(Records in a dataset)
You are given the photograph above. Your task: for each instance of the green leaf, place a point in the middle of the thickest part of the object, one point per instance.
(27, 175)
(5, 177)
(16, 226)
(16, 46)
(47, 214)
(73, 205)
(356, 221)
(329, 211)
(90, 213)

### Instructions to follow
Could you rewrite the rows above, replacing "thickest part" with "widest part" and leaving everything else unchanged?

### Final result
You are given the photograph above. Your task: for each instance of the green leaf, place a point in the middle of the widest part of the object, one point per instance.
(27, 175)
(5, 177)
(16, 226)
(16, 46)
(47, 214)
(73, 205)
(356, 221)
(329, 211)
(90, 213)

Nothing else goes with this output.